*** Material for the task ***

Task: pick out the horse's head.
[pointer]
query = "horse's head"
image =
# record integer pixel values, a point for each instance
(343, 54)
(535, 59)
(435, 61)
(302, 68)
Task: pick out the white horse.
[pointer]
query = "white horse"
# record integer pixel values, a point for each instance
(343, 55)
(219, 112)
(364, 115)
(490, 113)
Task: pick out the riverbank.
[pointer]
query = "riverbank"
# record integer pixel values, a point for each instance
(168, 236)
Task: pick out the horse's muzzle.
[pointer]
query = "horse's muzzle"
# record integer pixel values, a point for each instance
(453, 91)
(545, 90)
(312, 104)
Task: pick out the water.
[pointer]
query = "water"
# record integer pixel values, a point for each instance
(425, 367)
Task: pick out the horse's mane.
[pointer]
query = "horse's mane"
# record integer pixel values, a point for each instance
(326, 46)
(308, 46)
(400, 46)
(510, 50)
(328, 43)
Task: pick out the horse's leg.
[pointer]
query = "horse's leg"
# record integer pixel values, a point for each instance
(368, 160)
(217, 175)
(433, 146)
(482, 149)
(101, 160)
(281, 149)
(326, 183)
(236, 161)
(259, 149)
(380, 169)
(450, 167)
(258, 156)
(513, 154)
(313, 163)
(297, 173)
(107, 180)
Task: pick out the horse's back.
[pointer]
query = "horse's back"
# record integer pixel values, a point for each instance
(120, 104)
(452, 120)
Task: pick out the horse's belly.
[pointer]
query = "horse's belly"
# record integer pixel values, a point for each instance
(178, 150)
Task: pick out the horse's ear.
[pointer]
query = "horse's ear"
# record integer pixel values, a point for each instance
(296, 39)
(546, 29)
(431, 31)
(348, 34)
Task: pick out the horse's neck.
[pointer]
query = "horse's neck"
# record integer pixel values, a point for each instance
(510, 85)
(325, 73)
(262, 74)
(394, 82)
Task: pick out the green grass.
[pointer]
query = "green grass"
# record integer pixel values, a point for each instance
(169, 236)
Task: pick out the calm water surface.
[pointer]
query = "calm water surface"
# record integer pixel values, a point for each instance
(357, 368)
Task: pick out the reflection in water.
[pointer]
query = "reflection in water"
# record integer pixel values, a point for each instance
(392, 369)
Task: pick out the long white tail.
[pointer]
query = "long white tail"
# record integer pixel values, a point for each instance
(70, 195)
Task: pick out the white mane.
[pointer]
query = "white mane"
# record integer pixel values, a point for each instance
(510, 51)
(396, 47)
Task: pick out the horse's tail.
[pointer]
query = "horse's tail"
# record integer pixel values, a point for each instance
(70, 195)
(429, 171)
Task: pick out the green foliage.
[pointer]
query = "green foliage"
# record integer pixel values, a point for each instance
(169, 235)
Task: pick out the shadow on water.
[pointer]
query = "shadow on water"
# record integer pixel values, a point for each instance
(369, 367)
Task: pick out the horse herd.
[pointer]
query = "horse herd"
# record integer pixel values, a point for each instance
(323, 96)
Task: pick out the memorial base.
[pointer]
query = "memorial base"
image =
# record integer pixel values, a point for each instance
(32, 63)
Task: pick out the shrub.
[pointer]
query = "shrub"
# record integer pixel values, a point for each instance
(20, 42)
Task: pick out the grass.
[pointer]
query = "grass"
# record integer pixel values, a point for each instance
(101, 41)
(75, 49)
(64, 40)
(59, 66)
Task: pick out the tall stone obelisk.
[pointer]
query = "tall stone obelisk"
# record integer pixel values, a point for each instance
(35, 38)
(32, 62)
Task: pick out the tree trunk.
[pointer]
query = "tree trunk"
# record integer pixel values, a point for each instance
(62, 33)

*** End of Material for the task ***

Work order.
The answer should consist of all the lines above, retyped exactly.

Answer to this exercise.
Task: pick out the horse's head.
[pointer]
query = "horse's head"
image =
# record integer pixel values, a point for each instance
(343, 54)
(535, 59)
(435, 61)
(302, 68)
Task: pick out the white horse.
[pointer]
query = "white horse"
# record integer pixel values, a point for each instance
(343, 55)
(219, 112)
(364, 115)
(490, 113)
Task: pick out the riverbank.
[pointer]
query = "riverbank"
# record integer pixel values, a point for each instance
(168, 236)
Task: pick out the horse's muzzle.
[pointer]
query = "horse's muzzle"
# record integer pixel values, a point for each instance
(453, 91)
(545, 90)
(312, 104)
Task: pick out the water.
[pointer]
query = "water"
# record integer pixel values, a point for each instance
(425, 367)
Task: pick out the horse's mane.
[pointer]
query = "horse's mane"
# record integer pixel values, a point for each instance
(326, 46)
(308, 46)
(400, 46)
(510, 50)
(328, 43)
Task: pick out the horse's leg.
[pointer]
query = "horse's leg"
# record integer pixel values, a point for each instance
(368, 160)
(217, 175)
(433, 146)
(482, 149)
(101, 160)
(281, 149)
(326, 183)
(236, 161)
(259, 149)
(380, 169)
(450, 167)
(258, 156)
(513, 154)
(313, 163)
(297, 173)
(107, 180)
Task: pick out the horse's back.
[pointer]
query = "horse's back"
# record integer pixel values, a point for each instance
(120, 104)
(452, 120)
Task: pick out the horse's belly.
[pointer]
query = "horse's belly"
# record integer pixel values, a point for each instance
(178, 150)
Task: pick out the horse's ear.
[pointer]
query = "horse's ear"
# record integer pixel values, a point for each instance
(296, 39)
(546, 29)
(431, 31)
(348, 34)
Task: pick out the horse's neck.
[pointer]
query = "horse's neck"
# record integer pixel values, a point for each instance
(510, 85)
(325, 73)
(262, 74)
(394, 82)
Task: pick out the green grass.
[pointer]
query = "green grass"
# record integer pixel values, a point for each instance
(169, 236)
Task: pick out the calm water surface.
[pointer]
query = "calm water surface"
# record integer pixel values, a point for each instance
(357, 368)
Task: pick out the reflection in water.
[pointer]
query = "reflection in water"
# record integer pixel values, a point for each instance
(392, 369)
Task: pick out the long white tail.
[pointer]
query = "long white tail"
# record integer pixel values, a point for each instance
(70, 195)
Task: pick out the white mane.
[pointer]
query = "white mane"
# record integer pixel values, a point for each instance
(510, 51)
(396, 47)
Task: pick out the horse's tail.
[pointer]
query = "horse's tail"
# record integer pixel values, a point for each instance
(70, 195)
(429, 171)
Task: pick out the green foliage.
[pointer]
query = "green foliage"
# record integer pixel values, a point for each instance
(169, 235)
Task: pick out the shadow on water.
[pointer]
query = "shadow on water"
# record integer pixel values, a point for each instance
(369, 367)
Task: pick out the horse herd.
[pointer]
query = "horse herd"
# record integer pixel values, a point for each instance
(323, 96)
Task: pick out the memorial base.
[pointer]
query = "memorial base"
image =
# record integer pixel values, a point for each instance
(32, 63)
Task: pick out the shrub.
[pointer]
query = "shrub"
# record integer pixel values, a point for each instance
(20, 42)
Task: pick out the grass.
[pointer]
query = "grass"
# record integer pixel values, a point for each instance
(101, 41)
(75, 49)
(64, 40)
(59, 66)
Task: pick out the tall stone obelisk.
[pointer]
query = "tall stone obelisk"
# record integer pixel values, a point for each instance
(35, 38)
(32, 62)
Task: pick out the tree trunk.
[pointer]
query = "tree trunk"
# record integer pixel values, a point for each instance
(62, 33)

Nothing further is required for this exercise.